▶ Task requirements: Every record is to be copied unchanged, except that its pictures are removed.

▶ Available records:
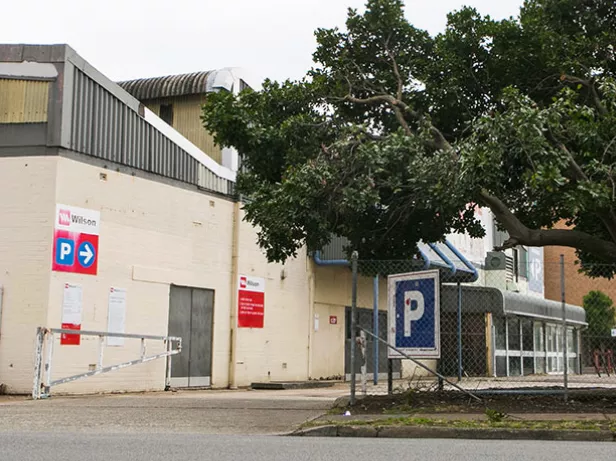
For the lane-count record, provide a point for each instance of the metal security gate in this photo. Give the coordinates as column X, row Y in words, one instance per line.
column 191, row 317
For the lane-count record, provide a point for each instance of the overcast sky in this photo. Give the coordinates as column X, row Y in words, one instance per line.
column 127, row 39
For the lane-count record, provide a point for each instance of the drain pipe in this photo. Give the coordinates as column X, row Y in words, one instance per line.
column 234, row 298
column 465, row 261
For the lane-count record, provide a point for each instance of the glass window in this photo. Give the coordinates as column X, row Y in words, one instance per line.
column 571, row 340
column 527, row 335
column 499, row 333
column 540, row 365
column 501, row 366
column 514, row 333
column 515, row 366
column 529, row 366
column 539, row 338
column 572, row 364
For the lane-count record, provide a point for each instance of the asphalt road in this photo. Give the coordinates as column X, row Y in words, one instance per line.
column 65, row 446
column 208, row 412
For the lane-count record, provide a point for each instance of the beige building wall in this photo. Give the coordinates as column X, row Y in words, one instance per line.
column 27, row 188
column 332, row 295
column 152, row 235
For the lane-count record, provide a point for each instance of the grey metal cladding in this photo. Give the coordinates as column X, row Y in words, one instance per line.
column 106, row 128
column 162, row 87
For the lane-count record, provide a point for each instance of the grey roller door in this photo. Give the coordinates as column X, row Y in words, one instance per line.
column 191, row 317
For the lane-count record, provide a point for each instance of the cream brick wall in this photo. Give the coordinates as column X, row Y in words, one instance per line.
column 332, row 295
column 26, row 226
column 152, row 235
column 279, row 351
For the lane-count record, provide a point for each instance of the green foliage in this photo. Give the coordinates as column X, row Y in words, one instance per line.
column 495, row 416
column 393, row 133
column 600, row 314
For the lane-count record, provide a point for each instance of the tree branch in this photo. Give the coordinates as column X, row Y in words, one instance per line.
column 606, row 216
column 590, row 86
column 522, row 235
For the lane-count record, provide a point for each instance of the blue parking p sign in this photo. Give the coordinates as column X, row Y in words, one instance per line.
column 414, row 314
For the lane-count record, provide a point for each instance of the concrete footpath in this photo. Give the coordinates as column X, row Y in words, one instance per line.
column 587, row 427
column 203, row 412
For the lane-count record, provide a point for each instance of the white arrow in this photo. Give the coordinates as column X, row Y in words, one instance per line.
column 87, row 254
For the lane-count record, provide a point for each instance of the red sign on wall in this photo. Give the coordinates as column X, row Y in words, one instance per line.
column 251, row 302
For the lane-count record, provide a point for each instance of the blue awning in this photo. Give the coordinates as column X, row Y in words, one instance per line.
column 453, row 266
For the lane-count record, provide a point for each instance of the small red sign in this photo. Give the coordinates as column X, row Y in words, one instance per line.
column 251, row 302
column 70, row 340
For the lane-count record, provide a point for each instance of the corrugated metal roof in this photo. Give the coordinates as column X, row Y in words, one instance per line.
column 171, row 85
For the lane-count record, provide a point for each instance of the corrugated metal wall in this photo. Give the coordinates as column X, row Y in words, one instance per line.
column 105, row 127
column 23, row 101
column 187, row 120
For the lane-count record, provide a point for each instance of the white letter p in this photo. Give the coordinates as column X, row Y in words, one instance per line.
column 412, row 315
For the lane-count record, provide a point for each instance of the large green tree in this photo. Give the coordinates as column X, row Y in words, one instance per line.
column 395, row 134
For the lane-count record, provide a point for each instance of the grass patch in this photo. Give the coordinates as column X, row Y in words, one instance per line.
column 472, row 424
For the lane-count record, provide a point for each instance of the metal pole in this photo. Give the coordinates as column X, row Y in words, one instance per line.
column 390, row 376
column 101, row 347
column 564, row 305
column 50, row 341
column 38, row 359
column 354, row 258
column 168, row 367
column 1, row 296
column 418, row 363
column 375, row 294
column 364, row 363
column 459, row 332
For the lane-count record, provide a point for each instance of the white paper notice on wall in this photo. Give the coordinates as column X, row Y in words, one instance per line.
column 116, row 321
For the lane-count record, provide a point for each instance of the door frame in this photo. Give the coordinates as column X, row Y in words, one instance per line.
column 202, row 381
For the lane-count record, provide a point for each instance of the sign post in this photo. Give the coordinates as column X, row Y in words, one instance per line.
column 414, row 314
column 72, row 307
column 75, row 240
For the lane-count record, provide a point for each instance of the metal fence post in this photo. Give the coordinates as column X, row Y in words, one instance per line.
column 390, row 376
column 354, row 258
column 48, row 363
column 459, row 332
column 375, row 294
column 38, row 360
column 364, row 363
column 562, row 292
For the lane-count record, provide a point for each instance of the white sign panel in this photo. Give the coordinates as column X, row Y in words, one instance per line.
column 414, row 314
column 77, row 220
column 116, row 321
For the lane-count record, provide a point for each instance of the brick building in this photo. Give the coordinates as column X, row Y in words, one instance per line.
column 576, row 285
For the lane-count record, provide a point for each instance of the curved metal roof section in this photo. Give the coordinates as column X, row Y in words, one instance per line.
column 168, row 86
column 478, row 299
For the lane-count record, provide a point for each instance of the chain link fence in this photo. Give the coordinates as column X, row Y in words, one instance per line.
column 495, row 331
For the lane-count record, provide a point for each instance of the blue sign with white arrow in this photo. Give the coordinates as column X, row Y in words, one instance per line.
column 86, row 254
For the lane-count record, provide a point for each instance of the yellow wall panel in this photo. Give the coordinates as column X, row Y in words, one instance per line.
column 187, row 121
column 23, row 101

▶ Response:
For the lane-count record, provide a point for each instance of the metal security gate in this photo. Give the coordinates as column X, row Y in words, one instance per line.
column 191, row 317
For the lane-count record, provide a point for each instance of the overcast sky in this photo. Give the coordinates as column X, row Y in words, one instance per line.
column 127, row 39
For the lane-count record, provide a point for each instance of the drain pipe in this photo. Give the coordinates as column X, row Y in words, one instance per line.
column 234, row 298
column 465, row 261
For the lane-count record, provide a point for each instance of the glass window in this photo. Give the coordinates as column X, row Y in words, one instance per line.
column 571, row 340
column 527, row 335
column 499, row 333
column 540, row 365
column 501, row 366
column 514, row 333
column 515, row 366
column 529, row 366
column 539, row 338
column 572, row 364
For the lane-count record, provide a point for each instance of the asphalt road in this photo. Give the coordinates as column X, row Y in words, one instance per line.
column 65, row 446
column 208, row 412
For the lane-count record, provide a point for each instance of the beige building wall in this photo. Give the coordinates as column X, row Y in words, one instance per line.
column 27, row 188
column 332, row 295
column 152, row 235
For the lane-count record, provide a point for each instance of the grey metal cladding in this photo. Give the coordinates as column X, row Y in words, one instance per line.
column 106, row 128
column 162, row 87
For the lane-count record, provide a point for each instance of the grey roller door in this photo. Give the coordinates as column X, row Y in words, one instance per line.
column 191, row 317
For the lane-count record, provide a point for each instance of the cream brick wall in this photo. Give the coordinates as column X, row Y in words, one instance per line.
column 332, row 295
column 26, row 226
column 152, row 235
column 279, row 351
For the lane-count record, provide a point for each instance of the green foliage in this photo. Give the coordinates as column X, row Y in words, one instance per line.
column 495, row 416
column 393, row 133
column 600, row 314
For the lane-count record, provide a point for each instance of the tree branch in this photo. Give the coordinates as column X, row Y in words, one instance per line.
column 606, row 216
column 590, row 86
column 522, row 235
For the lane-count record, provide a point for each instance of the blue parking p sign in this photo. Give the coordinates as column X, row Y in words, one instance per line.
column 414, row 314
For the lane-count record, provide a point for each instance of the concrete footpath in this photo. Give the coordinates as column X, row Y in words, one instance per line.
column 587, row 427
column 203, row 412
For the lane-count record, provide a point for each instance of the white arrow in this photo. Give the coordinates as column X, row Y in words, one instance per line.
column 87, row 254
For the lane-count record, provide a point for each instance of the red sign on wall in this photo. Give the coordinates as column X, row Y in words, one instance per line.
column 251, row 302
For the lane-count record, provide a point for each instance of the blue awning in this photo. Give the coordinates as column X, row Y in words, one instance per line.
column 453, row 266
For the lane-count record, provide a point for each instance of the small red sign in this photo. Give the coordinates as column X, row Y in words, one instance per line.
column 251, row 302
column 70, row 340
For the lane-count record, provide a point for each instance of the corrugated metal roof in this photo. Give the coordinates as column X, row Y in words, one instance per line.
column 171, row 85
For the lane-count record, provide a point for each instance of the corrugated metal wall in this photo. Give the coordinates as column X, row Y in words, one instance per line.
column 105, row 127
column 23, row 101
column 187, row 120
For the lane-count record, provide a point for each instance of the white letter p in this photo. Give the coordinates as column X, row Y in words, one instance per line.
column 412, row 315
For the lane-count record, provide a point for each instance of the large green tree in this photo. Give the coordinates as column X, row Y in words, one instance per line.
column 395, row 134
For the lane-count record, provide a point for each instance of the grass patch in this photo. Give the coordinates as column X, row Y in words, one instance per line.
column 472, row 424
For the lane-count record, provide a point for each instance of the metal pole in this photo. Give the coordinates as column X, row Y in words, one instance per line.
column 390, row 376
column 101, row 347
column 564, row 305
column 50, row 341
column 38, row 359
column 354, row 258
column 168, row 367
column 1, row 296
column 418, row 363
column 375, row 294
column 364, row 363
column 459, row 332
For the lane-count record, provide a point for each instance of the white paper notice on wall in this photo. Give the coordinates as column X, row Y in words, one instance per line.
column 116, row 321
For the lane-count record, provide a point for each instance of the door frame in this photo. Give the coordinates as column X, row Y in words, one instance per line.
column 202, row 381
For the lane-count record, provide a point for each instance of the sign post in this photo. Give the coordinates as column X, row Y in words, one instance per line.
column 414, row 314
column 72, row 307
column 75, row 240
For the lane-count record, provide a point for each instance of the metal fence post in this photo. Give the coordinates as column X, row Y in words, one instance per line.
column 390, row 376
column 354, row 258
column 48, row 363
column 459, row 332
column 375, row 294
column 38, row 360
column 364, row 363
column 562, row 292
For the lane-count record, provide a point for each instance of the white sign panel in this photo. Give the coordinates as column X, row Y in words, one instance per line.
column 414, row 314
column 77, row 220
column 116, row 321
For the lane-count record, provide a point for each instance of the brick building in this photo. Give the coordinates as column X, row Y in words, one instance per line.
column 576, row 285
For the lane-count record, provide a point for each instance of the curved metal roof section in this photo. Give the coordinates as column X, row Y in words, one instance per line.
column 168, row 86
column 478, row 299
For the lane-count record, provide a point for each instance of the chain link fence in this photo. Give the coordinates as column X, row Y in words, one instance per line.
column 495, row 331
For the lane-count record, provide a point for each instance of the blue sign with white arrow in this photo. Give the coordinates as column X, row Y in words, one instance per line.
column 86, row 254
For the lane-count record, provide a point for each instance of the yellow wall panel in this photo. Give the coordinates as column X, row Y in words, one instance per line.
column 187, row 121
column 23, row 101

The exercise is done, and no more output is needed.